> Source excerpt:
>> Start

More importantly - or without grading it - in addition, rather, there is a clear human rights component here where people who are aspiring to their freedom are being killed for that aspiration, and that is something that matters to the United States. So we have interests. We have a human rights interest and we have a national interest in the sea lanes in Indonesia. Whether that interest yields what policy is a different question.

QUESTION: Is there any thought being given to any kind of tribunal to be set up to try people who have been doing - running around with machetes and such?

MR. RUBIN: I haven't heard. I think that strikes me as a bit premature. We're right now trying to deal with the security situation and dealing with the question of how to reestablish order, but I'm sure that the human rights violations that have occurred will be something we will continue to focus on.

QUESTION: Indonesia has in the past or recent past asked the IMF for several large loans. At this point would the United States be inclined to try to block such loans?

MR. RUBIN: Well, I don't want to be more specific than to say that productive relations between Indonesia and the international community, including the IMF, depend on Indonesia adopting a constructive approach towards ending the humanitarian disaster in East Timor and supporting the UN-administered process by which East Timor will become independent. Obviously the relations with the international community are affected; that doesn't mean that any specific loan or any specific fund is - I'm not answering the specific question but, in general, obviously it affects the relationship.

QUESTION: Is it viewed as sort of anticipate ways to influence the Indonesian government when, you know, if you were to withhold loans it could again destabilize the economy there which is already --

MR. RUBIN: Well, again, I didn't say we would withhold loans. I made a broader point that it is in Indonesia's interest to have productive relations with the international community. I think that's clear. The Indonesian President has made that clear, and it's not possible to have productive relations with the international community with this crisis getting worse and worse. That is a reality of a fact of life.

>> End

(Saved data entries)
>> Start

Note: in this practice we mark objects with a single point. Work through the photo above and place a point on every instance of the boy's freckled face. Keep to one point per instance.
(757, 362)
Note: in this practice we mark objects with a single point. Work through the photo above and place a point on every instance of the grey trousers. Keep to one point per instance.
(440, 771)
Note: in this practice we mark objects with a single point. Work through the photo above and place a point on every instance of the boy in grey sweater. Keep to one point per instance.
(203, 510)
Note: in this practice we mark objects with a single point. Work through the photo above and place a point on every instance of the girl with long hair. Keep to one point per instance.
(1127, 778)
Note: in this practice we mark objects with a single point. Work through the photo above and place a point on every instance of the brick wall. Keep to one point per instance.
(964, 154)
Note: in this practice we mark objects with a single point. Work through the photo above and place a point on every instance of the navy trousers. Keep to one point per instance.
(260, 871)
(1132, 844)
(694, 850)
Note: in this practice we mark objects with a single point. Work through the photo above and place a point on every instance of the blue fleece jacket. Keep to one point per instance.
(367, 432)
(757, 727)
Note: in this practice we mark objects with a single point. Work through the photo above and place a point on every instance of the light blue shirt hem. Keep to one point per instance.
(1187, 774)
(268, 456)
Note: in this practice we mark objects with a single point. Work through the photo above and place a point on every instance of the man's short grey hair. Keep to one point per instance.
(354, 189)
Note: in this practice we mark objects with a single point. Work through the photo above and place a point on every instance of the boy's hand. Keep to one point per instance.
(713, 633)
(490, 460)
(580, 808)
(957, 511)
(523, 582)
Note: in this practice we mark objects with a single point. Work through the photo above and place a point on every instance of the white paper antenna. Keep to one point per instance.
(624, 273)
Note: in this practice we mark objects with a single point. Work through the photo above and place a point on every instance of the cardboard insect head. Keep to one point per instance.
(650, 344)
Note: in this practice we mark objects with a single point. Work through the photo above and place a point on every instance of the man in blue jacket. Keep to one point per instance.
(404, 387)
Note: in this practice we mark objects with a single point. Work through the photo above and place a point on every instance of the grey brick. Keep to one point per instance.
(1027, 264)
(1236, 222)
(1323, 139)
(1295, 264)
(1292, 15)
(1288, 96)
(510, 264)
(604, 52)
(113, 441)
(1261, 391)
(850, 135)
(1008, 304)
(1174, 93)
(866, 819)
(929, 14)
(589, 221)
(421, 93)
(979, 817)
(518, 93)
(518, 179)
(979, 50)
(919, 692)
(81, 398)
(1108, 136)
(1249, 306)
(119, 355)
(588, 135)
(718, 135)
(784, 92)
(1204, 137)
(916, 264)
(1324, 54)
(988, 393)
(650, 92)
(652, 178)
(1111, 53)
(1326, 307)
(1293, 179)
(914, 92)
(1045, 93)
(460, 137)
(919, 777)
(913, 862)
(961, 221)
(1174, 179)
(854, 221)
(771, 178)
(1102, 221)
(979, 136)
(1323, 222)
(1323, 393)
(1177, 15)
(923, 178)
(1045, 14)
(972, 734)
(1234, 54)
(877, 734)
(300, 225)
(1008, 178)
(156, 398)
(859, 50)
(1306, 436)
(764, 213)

>> End

> List of tasks:
1 - Change the briefing transcript passage starting with "MR. RUBIN: Well, I" and going on through "affects the relationship.", putting "humanitarian crisis" wherever "humanitarian disaster" appears.
2 - In the briefing transcript, what does Mr. Rubin say productive relations between Indonesia and the international community depend on?
The rows are not required for this work.

> Exercise solutions:
1 -
MR. RUBIN: Well, I don't want to be more specific than to say that productive relations between Indonesia and the international community, including the IMF, depend on Indonesia adopting a constructive approach towards ending the humanitarian crisis in East Timor and supporting the UN-administered process by which East Timor will become independent. Obviously the relations with the international community are affected; that doesn't mean that any specific loan or any specific fund is - I'm not answering the specific question but, in general, obviously it affects the relationship.

2 - They depend on Indonesia adopting a constructive approach toward ending the humanitarian disaster in East Timor and supporting the UN-administered process by which East Timor will become independent.